**The problem:**
Of the lines in the data below, write out exactly those from the one holding "positive clicks: (1154, 896)" through the one holding "817L1288 772L1118 924L1062", both included.

(Beginning of Data to use)

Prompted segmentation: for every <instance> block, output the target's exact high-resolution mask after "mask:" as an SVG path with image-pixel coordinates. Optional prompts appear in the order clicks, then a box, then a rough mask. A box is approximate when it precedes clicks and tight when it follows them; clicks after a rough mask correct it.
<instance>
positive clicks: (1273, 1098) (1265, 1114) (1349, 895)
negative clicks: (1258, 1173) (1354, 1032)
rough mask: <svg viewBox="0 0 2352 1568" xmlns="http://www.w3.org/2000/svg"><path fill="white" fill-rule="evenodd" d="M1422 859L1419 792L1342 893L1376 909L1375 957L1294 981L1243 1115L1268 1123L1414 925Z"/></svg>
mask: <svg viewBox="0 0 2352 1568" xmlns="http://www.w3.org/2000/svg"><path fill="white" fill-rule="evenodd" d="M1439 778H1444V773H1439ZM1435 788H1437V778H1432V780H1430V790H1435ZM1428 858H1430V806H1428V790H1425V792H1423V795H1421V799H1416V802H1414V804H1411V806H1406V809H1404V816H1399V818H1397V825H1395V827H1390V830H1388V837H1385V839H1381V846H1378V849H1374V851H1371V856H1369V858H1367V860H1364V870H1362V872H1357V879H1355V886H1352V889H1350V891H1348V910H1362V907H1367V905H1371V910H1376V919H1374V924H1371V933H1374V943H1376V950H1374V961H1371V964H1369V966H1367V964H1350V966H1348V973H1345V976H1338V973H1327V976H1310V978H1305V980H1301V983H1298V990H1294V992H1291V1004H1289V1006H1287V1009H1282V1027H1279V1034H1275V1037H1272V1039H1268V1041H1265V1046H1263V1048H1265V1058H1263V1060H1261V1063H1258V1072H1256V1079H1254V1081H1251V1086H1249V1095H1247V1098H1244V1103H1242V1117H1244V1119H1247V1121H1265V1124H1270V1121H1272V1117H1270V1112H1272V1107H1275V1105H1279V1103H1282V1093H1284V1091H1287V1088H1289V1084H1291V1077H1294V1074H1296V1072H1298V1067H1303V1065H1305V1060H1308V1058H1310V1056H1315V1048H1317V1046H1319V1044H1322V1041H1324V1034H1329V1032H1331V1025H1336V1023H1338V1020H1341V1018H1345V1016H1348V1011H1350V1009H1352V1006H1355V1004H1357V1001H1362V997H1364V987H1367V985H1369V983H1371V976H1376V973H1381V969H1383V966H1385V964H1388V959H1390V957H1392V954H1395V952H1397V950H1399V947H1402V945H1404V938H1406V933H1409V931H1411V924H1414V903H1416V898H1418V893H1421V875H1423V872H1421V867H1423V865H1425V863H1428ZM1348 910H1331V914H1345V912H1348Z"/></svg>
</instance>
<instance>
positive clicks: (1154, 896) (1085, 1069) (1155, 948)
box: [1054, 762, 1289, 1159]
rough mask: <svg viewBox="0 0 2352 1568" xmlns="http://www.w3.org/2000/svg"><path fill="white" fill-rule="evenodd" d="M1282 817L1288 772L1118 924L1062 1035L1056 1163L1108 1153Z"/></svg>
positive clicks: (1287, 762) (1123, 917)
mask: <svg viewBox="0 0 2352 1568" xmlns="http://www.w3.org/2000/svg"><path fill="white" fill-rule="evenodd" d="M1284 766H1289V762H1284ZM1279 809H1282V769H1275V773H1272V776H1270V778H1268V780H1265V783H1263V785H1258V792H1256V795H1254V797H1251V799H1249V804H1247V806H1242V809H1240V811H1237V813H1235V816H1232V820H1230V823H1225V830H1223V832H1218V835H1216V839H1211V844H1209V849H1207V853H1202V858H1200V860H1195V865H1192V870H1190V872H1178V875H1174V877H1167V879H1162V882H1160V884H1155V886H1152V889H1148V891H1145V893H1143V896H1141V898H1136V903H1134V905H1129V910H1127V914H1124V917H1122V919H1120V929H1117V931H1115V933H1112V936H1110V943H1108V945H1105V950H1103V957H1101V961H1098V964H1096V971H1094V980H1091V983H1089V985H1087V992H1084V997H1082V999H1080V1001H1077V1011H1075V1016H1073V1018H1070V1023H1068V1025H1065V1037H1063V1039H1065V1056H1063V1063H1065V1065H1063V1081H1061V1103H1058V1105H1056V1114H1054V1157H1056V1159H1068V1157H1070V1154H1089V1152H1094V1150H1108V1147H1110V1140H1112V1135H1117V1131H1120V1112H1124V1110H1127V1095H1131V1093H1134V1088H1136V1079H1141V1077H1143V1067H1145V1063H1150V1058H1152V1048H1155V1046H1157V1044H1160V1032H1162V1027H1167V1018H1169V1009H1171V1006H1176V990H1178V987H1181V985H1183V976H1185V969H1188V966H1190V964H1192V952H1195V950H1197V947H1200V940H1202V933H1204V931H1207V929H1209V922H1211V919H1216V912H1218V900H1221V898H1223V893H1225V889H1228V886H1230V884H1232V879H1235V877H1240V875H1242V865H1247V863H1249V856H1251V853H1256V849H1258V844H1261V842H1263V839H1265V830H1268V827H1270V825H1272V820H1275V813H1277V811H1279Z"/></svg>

(End of Data to use)

**Written answer:**
positive clicks: (1154, 896) (1085, 1069) (1155, 948)
box: [1054, 762, 1289, 1159]
rough mask: <svg viewBox="0 0 2352 1568" xmlns="http://www.w3.org/2000/svg"><path fill="white" fill-rule="evenodd" d="M1282 817L1288 772L1118 924L1062 1035L1056 1163L1108 1153Z"/></svg>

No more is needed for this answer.